### Source excerpt
—————
Kramnik instead found the sensational piece sacrifice 18.Bf4! and the game started to take on a faint odor of immortality. Instead of defending White goes on the attack in the center at the cost of a bishop. Anand took his first think of the game before taking the bishop. We looked at the speculative 18..Rxf4 for a moment but Vishy played too quickly to allow for a deeper look. It looks like White is okay after 19.gxf4 Ke7. Kramnik surprised again by taking on d4 with the knight, playing for sacrifices on e6 that can't be avoided. The "normal" 19.Rxd4 also looked interesting for White. 19..0-0-0 20.Rad1 must be unpleasant for Black and 19..Kf8 20.Bxd7 Rd8 21.Rad1 looks solid.

Now it was the world champion's turn to burn his clock. After building up an advantage of well over an hour, he used nearly all of it over the next few moves. 19..h5, 19..Rg6 was the likely alternative, looked like it allowed a more dangerous White attack after the unavoidable knight sac on e6. But Anand saw that he was still playing for a win after 22..Rg7! Black can bail out in search of a perpetual with 22..Bxg3 23.hxg3 h4 when 24.Qh7 loses to 24..Rxg3+! Back in the game, at first the computers were quite cheery with the two extra connected passed pawns on the queenside. But White's king is in a great deal of danger. If Kramnik has a weakness it's when his king is under fire (not anyone's idea of fun, but he has defended such positions relatively poorly on several notable occasions) and here he made several dubious moves to put himself in a critical position.

Both players were under 20 minutes by move 25 and Kramnik's 25.Qe2 is one of those moves that just looks fishy even if it's hard to prove. It blocks the white king's escape route and the hit on the h5 pawn is defended by a move Black wants to make anyway to open the g-file. Such curiosities are often meaningless, but for some reason I find it meaningful that the white queen never moved again for the rest of the game as the white king was chased pillar to post. Qb3 looked like a safer bet, though Black is still calling the shots. Anand continued the play with tremendous precision, although his clock handling had us worried as both players sank under 10 minutes. 28..Bh3! was pointed out by GM Jon Speelman and it's very hard to handle. The computer wants to play 29.Rd1, offering the exchange. After 29.Rd1 Bg4 30.Qe3 Qxe3+ 31.fxe3 Bxd1 32.Kxd1 Rg2 33.Kc1 it's a difficult race with all three results in play. Black can instead opt to keep the attack going with 29..Bf5 or the tricky 29..Rg1+ 30.Kd2 Rg2.
—————
Extracted data entries:
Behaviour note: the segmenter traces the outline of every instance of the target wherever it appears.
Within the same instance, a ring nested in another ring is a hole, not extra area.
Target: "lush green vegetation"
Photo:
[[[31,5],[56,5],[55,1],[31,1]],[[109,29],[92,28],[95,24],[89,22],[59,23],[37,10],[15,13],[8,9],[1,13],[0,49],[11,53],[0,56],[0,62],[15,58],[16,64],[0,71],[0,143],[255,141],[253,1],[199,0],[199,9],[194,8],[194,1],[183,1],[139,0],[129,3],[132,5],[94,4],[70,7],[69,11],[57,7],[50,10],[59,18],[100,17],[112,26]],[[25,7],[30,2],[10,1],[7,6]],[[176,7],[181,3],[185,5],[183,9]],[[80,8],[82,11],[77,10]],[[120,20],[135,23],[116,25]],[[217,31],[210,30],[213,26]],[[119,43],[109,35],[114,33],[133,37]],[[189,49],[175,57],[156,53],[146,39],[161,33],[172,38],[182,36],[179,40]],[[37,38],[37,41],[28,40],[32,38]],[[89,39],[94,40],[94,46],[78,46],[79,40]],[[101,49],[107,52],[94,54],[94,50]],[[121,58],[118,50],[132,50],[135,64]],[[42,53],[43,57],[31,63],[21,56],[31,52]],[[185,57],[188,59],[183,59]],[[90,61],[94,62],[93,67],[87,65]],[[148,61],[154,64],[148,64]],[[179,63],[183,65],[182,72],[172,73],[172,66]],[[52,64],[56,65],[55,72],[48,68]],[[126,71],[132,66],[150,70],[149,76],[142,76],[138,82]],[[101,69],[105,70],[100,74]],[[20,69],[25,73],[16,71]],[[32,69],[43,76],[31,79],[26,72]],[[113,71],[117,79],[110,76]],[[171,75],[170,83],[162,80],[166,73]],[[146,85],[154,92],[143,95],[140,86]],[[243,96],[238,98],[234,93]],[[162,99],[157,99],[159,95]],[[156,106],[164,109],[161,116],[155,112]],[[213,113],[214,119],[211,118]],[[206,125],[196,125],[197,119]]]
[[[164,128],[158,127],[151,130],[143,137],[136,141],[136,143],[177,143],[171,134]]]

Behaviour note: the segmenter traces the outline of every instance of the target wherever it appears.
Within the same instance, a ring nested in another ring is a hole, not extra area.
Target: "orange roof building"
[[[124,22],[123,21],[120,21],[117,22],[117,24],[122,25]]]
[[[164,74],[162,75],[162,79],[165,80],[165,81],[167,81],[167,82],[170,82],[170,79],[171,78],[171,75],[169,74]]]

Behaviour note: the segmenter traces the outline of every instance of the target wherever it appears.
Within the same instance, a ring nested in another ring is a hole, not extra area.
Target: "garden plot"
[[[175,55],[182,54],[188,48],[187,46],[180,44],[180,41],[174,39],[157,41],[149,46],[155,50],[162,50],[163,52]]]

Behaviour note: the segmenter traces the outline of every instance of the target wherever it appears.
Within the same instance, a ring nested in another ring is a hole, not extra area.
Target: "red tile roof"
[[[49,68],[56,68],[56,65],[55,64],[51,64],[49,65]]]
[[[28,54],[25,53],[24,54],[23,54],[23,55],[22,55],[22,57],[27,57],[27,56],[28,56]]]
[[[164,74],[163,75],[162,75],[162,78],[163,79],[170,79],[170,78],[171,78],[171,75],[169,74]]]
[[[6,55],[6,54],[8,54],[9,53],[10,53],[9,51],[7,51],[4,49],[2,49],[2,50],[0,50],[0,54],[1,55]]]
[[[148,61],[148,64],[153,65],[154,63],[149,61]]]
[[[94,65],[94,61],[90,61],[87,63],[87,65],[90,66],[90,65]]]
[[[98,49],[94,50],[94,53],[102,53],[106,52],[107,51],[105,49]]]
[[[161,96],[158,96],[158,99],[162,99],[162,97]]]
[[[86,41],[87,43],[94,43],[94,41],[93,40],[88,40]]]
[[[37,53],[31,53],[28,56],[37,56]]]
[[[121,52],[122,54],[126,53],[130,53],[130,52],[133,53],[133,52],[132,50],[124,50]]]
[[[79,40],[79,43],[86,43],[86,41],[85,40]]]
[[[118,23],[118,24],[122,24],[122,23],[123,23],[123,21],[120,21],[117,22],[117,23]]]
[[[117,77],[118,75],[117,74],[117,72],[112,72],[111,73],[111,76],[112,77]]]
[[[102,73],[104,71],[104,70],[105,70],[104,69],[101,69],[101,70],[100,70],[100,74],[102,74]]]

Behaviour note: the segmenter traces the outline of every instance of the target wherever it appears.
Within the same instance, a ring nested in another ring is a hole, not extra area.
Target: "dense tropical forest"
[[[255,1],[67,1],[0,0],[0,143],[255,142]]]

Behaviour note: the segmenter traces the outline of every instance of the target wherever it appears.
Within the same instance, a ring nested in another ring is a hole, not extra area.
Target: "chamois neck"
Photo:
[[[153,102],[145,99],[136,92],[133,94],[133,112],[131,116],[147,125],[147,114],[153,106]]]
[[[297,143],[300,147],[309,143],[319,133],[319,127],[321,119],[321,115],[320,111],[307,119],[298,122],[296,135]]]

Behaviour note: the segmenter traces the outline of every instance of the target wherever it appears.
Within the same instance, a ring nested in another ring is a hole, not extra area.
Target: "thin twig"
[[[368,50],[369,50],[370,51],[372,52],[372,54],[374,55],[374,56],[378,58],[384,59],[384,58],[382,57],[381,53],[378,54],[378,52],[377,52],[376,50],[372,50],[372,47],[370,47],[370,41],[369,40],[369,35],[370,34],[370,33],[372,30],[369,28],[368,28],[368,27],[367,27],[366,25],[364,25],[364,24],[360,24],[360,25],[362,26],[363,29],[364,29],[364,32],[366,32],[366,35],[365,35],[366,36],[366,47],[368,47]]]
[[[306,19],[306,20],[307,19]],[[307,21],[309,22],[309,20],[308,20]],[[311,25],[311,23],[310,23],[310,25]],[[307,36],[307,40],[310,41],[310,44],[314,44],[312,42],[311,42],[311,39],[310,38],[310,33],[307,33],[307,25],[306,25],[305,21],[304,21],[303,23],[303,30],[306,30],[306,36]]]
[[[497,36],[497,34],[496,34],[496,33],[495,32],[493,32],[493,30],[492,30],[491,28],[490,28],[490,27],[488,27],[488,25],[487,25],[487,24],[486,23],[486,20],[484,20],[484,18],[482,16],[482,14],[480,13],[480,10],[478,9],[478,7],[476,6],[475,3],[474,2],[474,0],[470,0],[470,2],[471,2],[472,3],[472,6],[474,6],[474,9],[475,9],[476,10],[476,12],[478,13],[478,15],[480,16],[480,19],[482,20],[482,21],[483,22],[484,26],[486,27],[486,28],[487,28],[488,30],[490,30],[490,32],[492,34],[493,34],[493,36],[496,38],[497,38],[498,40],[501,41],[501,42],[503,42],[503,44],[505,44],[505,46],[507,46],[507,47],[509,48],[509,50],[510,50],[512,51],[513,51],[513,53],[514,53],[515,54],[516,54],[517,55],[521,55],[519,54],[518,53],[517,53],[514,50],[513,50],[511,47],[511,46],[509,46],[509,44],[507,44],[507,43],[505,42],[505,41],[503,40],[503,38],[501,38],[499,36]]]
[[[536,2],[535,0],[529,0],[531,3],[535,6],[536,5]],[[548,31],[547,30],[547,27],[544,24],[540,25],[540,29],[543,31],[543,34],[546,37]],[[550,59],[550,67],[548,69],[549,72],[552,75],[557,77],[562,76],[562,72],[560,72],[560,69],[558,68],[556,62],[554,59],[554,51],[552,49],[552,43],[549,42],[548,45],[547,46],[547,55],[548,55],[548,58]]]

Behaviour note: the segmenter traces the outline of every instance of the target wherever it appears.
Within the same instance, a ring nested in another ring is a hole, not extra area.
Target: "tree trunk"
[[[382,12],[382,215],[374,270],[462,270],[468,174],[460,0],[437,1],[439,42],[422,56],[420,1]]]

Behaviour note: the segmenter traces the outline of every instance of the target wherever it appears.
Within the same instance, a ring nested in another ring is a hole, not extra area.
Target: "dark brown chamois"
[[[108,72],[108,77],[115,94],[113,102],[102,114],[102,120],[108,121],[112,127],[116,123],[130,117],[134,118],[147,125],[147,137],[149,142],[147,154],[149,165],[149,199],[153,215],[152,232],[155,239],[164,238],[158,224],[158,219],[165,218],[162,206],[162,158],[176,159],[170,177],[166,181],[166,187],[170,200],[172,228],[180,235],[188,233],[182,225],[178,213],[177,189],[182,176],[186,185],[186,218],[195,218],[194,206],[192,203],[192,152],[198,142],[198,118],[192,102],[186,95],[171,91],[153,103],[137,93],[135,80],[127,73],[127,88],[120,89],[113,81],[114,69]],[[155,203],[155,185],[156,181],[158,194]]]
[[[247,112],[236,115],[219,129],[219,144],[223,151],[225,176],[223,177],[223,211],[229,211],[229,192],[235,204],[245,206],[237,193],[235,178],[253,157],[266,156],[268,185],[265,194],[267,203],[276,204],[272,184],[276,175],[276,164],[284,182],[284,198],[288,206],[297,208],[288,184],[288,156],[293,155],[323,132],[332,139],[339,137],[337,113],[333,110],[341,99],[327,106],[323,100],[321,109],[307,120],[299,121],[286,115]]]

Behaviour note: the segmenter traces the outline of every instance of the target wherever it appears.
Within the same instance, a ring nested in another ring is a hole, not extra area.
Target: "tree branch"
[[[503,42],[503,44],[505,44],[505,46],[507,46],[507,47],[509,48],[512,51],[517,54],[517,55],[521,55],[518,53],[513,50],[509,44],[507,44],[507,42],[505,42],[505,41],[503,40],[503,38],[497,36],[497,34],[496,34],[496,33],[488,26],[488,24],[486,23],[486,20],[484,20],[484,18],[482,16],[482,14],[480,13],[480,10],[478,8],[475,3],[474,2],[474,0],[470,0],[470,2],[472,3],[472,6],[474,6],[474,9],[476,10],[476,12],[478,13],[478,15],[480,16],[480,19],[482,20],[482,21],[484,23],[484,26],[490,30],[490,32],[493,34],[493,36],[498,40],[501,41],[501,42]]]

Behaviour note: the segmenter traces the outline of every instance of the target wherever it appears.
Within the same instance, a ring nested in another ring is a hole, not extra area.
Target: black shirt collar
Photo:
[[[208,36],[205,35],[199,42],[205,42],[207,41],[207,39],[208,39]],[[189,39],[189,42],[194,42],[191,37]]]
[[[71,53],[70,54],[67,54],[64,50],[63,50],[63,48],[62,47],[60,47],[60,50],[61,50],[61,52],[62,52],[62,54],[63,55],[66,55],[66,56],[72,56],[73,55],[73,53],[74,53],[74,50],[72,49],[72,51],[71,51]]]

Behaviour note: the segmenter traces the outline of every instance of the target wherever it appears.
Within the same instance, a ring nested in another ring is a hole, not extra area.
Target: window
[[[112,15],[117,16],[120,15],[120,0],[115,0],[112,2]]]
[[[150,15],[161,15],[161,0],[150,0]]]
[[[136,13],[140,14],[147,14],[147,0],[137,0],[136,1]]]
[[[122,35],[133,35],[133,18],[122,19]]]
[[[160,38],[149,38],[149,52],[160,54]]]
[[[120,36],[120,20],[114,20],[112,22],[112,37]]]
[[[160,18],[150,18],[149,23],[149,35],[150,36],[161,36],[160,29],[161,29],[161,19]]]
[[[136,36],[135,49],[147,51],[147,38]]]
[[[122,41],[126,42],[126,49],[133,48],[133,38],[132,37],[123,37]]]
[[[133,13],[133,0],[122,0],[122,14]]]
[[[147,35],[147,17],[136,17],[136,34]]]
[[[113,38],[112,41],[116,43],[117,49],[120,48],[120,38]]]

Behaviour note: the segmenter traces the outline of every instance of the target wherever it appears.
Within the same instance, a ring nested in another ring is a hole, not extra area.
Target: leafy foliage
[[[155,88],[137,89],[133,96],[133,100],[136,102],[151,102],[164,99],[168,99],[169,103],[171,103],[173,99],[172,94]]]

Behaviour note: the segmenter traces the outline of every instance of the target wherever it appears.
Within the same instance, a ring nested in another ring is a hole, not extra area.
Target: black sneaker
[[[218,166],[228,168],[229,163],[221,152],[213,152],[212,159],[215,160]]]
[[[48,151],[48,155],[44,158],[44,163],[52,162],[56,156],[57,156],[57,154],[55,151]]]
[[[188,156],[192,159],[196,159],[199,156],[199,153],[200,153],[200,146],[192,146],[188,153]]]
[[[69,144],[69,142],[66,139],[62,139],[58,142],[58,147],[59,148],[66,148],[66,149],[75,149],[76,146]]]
—————
### Task requirements
a) Duplicate the chess commentary starting at "Now it was the" and ending at "a critical position.".
b) Summarize the chess commentary in two sentences.
c) Write the next part of the chess commentary, picking up after its final sentence.

### Expected outputs
a)
Now it was the world champion's turn to burn his clock. After building up an advantage of well over an hour, he used nearly all of it over the next few moves. 19..h5, 19..Rg6 was the likely alternative, looked like it allowed a more dangerous White attack after the unavoidable knight sac on e6. But Anand saw that he was still playing for a win after 22..Rg7! Black can bail out in search of a perpetual with 22..Bxg3 23.hxg3 h4 when 24.Qh7 loses to 24..Rxg3+! Back in the game, at first the computers were quite cheery with the two extra connected passed pawns on the queenside. But White's king is in a great deal of danger. If Kramnik has a weakness it's when his king is under fire (not anyone's idea of fun, but he has defended such positions relatively poorly on several notable occasions) and here he made several dubious moves to put himself in a critical position.

b) Kramnik sacrificed a bishop with 18.Bf4! and then took on d4 with the knight, while Anand saw he was still playing for a win after 22..Rg7!. With White's king in a great deal of danger, Kramnik made several dubious moves such as 25.Qe2, and Anand continued with tremendous precision as both players sank under 10 minutes.

c)
Kramnik played 29.Ra3, after which it appears there is no way to survive. All three black pieces coordinate in the attack on the king. With both players dipping under five minutes, White could have gone for the computer recommendation of giving up the exchange by playing 32.Rd3 Bf5 33.Kb3, but this is much harder for White with the queens still on the board. What happened next was remarkable. Kramnik blocked the check with 33.Bd3, which loses instantly to 33.Bxd3 34.Rxd3 Qc4+ and either the white queen is lost or it's mate in one on c1. Anand ignored the mate and instantly replied 33..Bh3, a clear example of sticking with a winning plan instead of looking around for a better one when in time trouble. Kramnik desperately gave up his queen and ran his a-pawn but it wasn't nearly enough to stop him from losing the house to checks. He resigned after reaching the time control.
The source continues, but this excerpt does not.